Top of Listed records

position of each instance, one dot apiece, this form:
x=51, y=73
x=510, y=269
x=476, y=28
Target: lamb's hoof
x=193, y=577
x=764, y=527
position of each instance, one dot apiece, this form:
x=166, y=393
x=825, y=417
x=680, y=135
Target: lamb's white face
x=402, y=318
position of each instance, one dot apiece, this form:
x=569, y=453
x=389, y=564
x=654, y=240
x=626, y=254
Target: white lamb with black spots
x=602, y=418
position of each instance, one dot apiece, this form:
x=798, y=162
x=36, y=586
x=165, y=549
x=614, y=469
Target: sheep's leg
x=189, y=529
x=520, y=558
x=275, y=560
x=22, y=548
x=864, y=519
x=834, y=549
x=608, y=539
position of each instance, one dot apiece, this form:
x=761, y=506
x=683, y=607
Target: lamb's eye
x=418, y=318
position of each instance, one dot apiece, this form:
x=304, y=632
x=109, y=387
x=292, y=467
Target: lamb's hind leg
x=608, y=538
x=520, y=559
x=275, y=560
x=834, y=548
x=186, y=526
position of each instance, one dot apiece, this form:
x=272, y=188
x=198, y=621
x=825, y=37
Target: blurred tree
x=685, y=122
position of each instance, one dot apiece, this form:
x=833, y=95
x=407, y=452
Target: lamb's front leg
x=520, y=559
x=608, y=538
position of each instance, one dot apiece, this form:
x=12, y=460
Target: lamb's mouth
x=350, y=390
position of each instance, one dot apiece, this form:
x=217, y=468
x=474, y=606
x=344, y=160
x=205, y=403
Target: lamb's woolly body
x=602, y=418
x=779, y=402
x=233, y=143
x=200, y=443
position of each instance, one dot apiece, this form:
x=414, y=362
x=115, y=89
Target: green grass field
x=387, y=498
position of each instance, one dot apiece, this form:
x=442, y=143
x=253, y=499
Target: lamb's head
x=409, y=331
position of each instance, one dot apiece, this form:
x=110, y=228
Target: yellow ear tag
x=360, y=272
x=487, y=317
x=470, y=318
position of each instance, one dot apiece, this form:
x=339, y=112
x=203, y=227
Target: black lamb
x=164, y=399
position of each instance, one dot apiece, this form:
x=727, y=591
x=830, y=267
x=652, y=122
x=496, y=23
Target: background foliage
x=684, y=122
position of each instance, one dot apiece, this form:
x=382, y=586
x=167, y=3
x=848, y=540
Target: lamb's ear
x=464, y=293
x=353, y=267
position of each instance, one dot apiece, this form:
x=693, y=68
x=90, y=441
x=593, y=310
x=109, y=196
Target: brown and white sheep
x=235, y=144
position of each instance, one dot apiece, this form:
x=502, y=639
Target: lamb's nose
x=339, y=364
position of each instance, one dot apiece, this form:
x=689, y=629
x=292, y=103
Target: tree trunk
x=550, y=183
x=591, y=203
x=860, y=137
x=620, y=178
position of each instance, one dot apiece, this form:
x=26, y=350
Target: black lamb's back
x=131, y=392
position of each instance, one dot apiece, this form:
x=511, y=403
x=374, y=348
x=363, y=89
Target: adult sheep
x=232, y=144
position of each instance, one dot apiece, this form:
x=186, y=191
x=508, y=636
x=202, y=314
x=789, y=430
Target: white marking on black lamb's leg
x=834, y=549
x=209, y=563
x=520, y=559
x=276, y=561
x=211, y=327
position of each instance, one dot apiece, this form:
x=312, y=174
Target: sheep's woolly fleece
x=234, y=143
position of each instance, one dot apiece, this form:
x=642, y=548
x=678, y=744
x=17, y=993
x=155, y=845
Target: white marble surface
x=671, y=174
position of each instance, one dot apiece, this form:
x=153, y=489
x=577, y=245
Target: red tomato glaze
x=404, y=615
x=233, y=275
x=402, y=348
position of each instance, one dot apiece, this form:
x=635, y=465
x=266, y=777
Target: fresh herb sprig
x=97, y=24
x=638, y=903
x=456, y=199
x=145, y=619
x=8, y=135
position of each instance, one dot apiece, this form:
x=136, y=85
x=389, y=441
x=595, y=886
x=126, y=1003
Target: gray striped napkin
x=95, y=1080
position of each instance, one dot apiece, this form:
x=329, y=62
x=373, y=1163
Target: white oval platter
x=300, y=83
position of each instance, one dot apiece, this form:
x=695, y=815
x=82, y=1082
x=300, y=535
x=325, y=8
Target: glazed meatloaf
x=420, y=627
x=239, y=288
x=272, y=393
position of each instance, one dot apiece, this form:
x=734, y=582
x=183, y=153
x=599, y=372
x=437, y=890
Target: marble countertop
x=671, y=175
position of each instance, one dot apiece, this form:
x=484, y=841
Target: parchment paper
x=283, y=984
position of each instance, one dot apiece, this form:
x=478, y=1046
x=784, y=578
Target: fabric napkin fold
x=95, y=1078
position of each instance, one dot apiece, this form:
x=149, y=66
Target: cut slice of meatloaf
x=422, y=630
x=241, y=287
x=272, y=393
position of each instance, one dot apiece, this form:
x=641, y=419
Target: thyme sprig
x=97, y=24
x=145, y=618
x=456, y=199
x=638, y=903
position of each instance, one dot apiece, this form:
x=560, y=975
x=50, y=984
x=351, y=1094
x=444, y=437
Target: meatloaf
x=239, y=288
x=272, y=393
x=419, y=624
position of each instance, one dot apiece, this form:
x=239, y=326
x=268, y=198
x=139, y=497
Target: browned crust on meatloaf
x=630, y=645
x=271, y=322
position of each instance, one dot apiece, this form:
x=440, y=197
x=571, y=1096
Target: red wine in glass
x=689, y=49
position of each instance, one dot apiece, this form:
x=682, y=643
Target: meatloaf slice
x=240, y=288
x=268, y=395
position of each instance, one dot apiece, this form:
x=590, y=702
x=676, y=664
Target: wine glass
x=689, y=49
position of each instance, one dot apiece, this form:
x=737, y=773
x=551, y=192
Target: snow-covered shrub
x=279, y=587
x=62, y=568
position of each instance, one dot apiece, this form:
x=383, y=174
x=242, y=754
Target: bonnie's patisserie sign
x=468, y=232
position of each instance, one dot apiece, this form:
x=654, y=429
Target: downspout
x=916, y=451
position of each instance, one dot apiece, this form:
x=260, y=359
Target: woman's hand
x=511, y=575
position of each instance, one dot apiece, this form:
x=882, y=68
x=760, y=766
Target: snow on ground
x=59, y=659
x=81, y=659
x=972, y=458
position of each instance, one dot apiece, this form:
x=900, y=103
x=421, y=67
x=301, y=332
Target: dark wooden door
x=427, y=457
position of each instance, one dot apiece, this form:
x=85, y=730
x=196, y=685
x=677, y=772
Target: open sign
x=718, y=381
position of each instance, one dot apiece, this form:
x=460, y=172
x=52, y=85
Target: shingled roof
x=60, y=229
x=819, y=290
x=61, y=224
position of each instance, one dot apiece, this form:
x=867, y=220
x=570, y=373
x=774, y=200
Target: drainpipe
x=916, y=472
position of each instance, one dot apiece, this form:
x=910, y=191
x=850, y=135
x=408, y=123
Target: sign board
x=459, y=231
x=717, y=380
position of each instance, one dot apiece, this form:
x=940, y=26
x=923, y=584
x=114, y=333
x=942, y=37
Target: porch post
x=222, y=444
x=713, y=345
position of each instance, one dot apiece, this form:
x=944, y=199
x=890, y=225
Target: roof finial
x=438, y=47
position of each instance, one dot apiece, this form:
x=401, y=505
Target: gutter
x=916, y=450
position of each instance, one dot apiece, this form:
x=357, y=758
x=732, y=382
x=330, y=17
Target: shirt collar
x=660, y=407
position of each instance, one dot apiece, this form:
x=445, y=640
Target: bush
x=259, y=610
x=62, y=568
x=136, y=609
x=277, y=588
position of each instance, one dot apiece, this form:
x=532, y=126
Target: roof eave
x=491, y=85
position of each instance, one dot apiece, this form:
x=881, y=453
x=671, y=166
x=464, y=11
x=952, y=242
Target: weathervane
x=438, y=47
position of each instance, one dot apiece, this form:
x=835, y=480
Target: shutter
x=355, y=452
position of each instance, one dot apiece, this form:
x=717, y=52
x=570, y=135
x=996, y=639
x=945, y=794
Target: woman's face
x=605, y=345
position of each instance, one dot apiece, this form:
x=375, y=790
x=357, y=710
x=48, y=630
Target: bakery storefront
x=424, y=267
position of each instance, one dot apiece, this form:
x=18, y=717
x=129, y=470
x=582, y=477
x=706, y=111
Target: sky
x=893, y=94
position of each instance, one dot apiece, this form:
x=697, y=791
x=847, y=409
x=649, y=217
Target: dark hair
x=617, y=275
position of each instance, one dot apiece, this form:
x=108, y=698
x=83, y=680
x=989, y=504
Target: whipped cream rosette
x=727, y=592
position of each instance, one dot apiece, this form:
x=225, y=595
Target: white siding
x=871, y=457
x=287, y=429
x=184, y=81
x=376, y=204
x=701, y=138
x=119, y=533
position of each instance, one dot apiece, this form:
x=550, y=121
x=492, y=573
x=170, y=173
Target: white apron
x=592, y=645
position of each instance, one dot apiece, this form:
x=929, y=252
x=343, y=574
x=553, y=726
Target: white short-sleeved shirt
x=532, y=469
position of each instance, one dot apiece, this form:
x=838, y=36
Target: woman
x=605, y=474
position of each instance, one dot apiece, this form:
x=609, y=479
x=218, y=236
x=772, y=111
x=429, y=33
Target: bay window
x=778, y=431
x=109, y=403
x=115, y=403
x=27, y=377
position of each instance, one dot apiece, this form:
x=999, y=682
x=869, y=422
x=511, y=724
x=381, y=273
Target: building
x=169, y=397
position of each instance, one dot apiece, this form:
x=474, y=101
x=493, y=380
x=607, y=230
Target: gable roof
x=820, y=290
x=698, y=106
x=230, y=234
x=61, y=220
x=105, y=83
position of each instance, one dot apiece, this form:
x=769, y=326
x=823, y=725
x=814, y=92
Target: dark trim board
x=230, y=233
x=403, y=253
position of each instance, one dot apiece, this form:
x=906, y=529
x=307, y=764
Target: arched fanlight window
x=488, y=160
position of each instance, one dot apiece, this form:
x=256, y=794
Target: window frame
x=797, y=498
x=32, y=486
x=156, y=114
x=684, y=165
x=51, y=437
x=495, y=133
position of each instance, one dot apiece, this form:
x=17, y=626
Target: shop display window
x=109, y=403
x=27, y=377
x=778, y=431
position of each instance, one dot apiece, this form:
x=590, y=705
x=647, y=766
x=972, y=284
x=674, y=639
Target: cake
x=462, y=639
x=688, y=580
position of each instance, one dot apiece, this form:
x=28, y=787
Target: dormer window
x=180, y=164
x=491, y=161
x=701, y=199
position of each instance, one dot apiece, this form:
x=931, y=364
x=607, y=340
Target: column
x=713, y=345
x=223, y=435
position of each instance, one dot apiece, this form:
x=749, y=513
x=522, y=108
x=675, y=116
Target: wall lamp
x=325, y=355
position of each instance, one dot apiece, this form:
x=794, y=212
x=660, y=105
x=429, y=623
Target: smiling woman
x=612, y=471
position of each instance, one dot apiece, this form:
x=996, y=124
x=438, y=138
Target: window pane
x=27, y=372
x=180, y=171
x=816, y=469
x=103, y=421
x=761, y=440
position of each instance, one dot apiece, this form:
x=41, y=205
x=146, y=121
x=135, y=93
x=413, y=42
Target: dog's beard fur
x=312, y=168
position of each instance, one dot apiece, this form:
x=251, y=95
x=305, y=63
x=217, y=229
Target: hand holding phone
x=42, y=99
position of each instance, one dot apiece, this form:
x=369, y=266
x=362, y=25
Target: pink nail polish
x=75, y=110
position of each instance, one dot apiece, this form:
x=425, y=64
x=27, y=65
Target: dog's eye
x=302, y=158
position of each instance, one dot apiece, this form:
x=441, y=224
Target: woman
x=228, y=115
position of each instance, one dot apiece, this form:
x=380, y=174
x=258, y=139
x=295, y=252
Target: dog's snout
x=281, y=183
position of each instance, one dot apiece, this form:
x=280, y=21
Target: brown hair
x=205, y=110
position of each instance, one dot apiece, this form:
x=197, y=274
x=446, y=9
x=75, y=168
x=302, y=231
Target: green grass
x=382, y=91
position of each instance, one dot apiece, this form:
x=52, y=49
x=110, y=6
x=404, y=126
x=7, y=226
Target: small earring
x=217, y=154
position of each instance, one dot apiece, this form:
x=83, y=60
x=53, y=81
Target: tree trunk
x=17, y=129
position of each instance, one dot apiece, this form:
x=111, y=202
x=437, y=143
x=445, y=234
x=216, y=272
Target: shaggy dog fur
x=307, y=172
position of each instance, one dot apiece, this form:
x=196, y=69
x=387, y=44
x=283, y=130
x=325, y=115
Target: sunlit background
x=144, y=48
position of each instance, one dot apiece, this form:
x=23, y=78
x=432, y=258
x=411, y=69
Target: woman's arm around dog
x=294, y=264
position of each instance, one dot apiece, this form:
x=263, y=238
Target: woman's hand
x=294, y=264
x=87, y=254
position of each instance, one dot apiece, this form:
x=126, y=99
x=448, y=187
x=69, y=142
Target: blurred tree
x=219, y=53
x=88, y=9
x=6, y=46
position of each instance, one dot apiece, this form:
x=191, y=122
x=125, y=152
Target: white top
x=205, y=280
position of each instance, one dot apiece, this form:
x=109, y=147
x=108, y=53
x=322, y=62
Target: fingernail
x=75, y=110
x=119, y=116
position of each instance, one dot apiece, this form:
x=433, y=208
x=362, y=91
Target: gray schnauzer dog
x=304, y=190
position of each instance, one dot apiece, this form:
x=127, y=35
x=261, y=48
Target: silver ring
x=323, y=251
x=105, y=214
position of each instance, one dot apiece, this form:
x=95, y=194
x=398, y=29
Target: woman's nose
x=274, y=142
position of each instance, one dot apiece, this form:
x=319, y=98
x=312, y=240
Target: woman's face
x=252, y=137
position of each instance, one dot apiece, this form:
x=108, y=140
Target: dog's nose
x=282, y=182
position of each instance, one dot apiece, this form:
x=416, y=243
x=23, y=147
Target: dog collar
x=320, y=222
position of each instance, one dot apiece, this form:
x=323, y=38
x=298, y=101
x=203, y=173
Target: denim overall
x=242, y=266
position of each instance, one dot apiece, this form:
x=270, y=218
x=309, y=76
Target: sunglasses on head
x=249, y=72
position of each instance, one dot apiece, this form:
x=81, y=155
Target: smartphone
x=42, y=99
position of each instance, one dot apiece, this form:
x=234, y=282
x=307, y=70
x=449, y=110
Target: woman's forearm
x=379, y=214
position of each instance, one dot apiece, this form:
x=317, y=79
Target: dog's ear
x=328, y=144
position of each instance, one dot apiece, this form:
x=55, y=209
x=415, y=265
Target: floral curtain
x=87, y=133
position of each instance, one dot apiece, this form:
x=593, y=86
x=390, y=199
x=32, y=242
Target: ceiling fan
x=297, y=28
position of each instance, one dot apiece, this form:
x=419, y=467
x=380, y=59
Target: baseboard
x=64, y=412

Bottom of Listed records

Considering only the material above, set down every line from the one with "x=146, y=121" to the one with "x=322, y=62", inclusive, exactly as written.

x=146, y=121
x=135, y=93
x=413, y=42
Target: dog's beard fur
x=312, y=168
position of each instance, one dot apiece, this form:
x=251, y=95
x=305, y=63
x=217, y=229
Target: hand holding phone
x=42, y=99
position of each instance, one dot apiece, this form:
x=369, y=266
x=362, y=25
Target: pink nail polish
x=75, y=110
position of each instance, one dot apiece, this form:
x=425, y=64
x=27, y=65
Target: dog's eye
x=302, y=158
position of each instance, one dot apiece, this form:
x=441, y=224
Target: woman
x=228, y=115
position of each instance, one dot apiece, this form:
x=380, y=174
x=258, y=139
x=295, y=252
Target: dog's snout
x=281, y=183
position of each instance, one dot apiece, this form:
x=280, y=21
Target: brown hair
x=205, y=110
position of each instance, one dot apiece, this form:
x=197, y=274
x=446, y=9
x=75, y=168
x=302, y=231
Target: green grass
x=382, y=91
position of each instance, one dot apiece, this form:
x=52, y=49
x=110, y=6
x=404, y=126
x=7, y=226
Target: small earring
x=217, y=154
position of each instance, one dot apiece, this form:
x=83, y=60
x=53, y=81
Target: tree trunk
x=17, y=129
position of each instance, one dot apiece, this form:
x=111, y=202
x=437, y=143
x=445, y=234
x=216, y=272
Target: shaggy dog fur
x=307, y=172
position of each instance, one dot apiece, this form:
x=196, y=69
x=387, y=44
x=283, y=130
x=325, y=115
Target: sunlit background
x=144, y=48
position of each instance, one dot apiece, this form:
x=23, y=78
x=432, y=258
x=411, y=69
Target: woman's arm around dog
x=294, y=264
position of each instance, one dot apiece, this form:
x=263, y=238
Target: woman's hand
x=294, y=264
x=87, y=254
position of each instance, one dot apiece, this form:
x=126, y=99
x=448, y=187
x=69, y=142
Target: blurred tree
x=219, y=53
x=88, y=9
x=6, y=46
position of each instance, one dot apiece, this form:
x=191, y=122
x=125, y=152
Target: white top
x=205, y=280
position of each instance, one dot apiece, this form:
x=109, y=147
x=108, y=53
x=322, y=62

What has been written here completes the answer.